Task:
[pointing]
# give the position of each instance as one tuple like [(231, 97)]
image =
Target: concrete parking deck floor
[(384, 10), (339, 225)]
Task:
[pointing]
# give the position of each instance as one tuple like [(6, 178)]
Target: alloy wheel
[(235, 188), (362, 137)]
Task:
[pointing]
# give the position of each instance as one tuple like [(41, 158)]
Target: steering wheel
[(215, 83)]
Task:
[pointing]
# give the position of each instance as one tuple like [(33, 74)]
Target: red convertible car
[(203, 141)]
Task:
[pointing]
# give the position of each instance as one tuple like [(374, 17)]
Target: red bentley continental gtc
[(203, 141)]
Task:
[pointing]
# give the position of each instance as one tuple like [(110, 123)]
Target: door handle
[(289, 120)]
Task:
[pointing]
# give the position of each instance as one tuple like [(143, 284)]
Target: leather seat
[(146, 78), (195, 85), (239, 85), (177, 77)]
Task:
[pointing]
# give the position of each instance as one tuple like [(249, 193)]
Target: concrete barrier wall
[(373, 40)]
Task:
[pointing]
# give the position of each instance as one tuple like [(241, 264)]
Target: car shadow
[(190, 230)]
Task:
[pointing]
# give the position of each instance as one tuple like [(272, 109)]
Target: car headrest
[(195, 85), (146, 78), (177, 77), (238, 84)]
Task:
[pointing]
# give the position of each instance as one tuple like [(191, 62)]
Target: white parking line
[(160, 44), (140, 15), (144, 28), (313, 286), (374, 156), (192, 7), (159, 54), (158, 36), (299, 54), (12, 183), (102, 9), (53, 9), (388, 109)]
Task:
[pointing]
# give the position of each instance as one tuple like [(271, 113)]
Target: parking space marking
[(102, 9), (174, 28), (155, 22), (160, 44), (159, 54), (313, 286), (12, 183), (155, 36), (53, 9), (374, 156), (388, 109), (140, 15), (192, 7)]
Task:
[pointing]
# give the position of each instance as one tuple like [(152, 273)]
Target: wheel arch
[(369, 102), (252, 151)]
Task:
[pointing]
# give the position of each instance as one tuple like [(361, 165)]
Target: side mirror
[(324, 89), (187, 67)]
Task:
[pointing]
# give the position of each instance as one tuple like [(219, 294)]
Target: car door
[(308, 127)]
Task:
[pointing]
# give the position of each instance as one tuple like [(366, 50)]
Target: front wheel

* * * *

WHAT YOU NEED TO DO
Print all of the data above verbatim, from its first line through its last.

RESPONSE TO THE TASK
Task:
[pointing]
# give the position of each instance as one tuple like [(231, 97)]
image =
Target: concrete parking deck floor
[(384, 10), (339, 225)]
Task:
[pointing]
# give the position of each instance as one tuple like [(6, 178)]
Target: alloy wheel
[(235, 188), (362, 137)]
Task:
[pointing]
# give the position of each instance as one tuple like [(41, 158)]
Target: steering wheel
[(215, 83)]
Task:
[pointing]
# give the position of each instance as one tuple like [(33, 74)]
Target: red convertible car
[(203, 141)]
Task:
[pointing]
# give the position of each instance as one tuple like [(374, 17)]
Target: red bentley continental gtc
[(203, 141)]
Task:
[pointing]
# give the position of each instance as one tuple like [(110, 123)]
Target: door handle
[(289, 120)]
Task:
[pointing]
# give the position of each instance as one tuple like [(143, 284)]
Target: leather seat
[(146, 78), (195, 85), (239, 85), (177, 77)]
Task:
[pointing]
# give the position of each instance as one tuple like [(249, 193)]
Target: concrete barrier wall
[(373, 40)]
Task:
[pointing]
# give the position of each instance as one tuple like [(241, 264)]
Target: car shadow
[(190, 230)]
Task:
[pointing]
# give the position of each instance as one tuple like [(272, 109)]
Target: car headrest
[(195, 85), (146, 78), (177, 77), (238, 84)]
Task:
[pointing]
# give the position of each instance as one tuple like [(191, 62)]
Target: white parking line
[(160, 44), (140, 15), (144, 28), (313, 286), (374, 156), (192, 7), (159, 54), (158, 36), (299, 54), (12, 183), (102, 9), (53, 9), (388, 109)]
Task:
[pointing]
# give the position of each instance as one tuple like [(271, 113)]
Target: parking space marking
[(102, 9), (174, 28), (155, 22), (160, 44), (159, 54), (313, 286), (12, 183), (155, 36), (53, 9), (374, 156), (388, 109), (140, 15), (192, 7)]
Task:
[pointing]
# give the position of each instance as one tuple like [(152, 273)]
Target: wheel arch
[(369, 102), (252, 151)]
Task:
[pointing]
# give the position of each instance as one tuple like [(361, 165)]
Target: side mirror
[(324, 89), (187, 67)]
Task:
[pointing]
# give the position of each instance as one tuple like [(219, 294)]
Target: car door
[(308, 127)]
Task:
[pointing]
# give the position of each instance as one tuple like [(366, 50)]
Target: front wheel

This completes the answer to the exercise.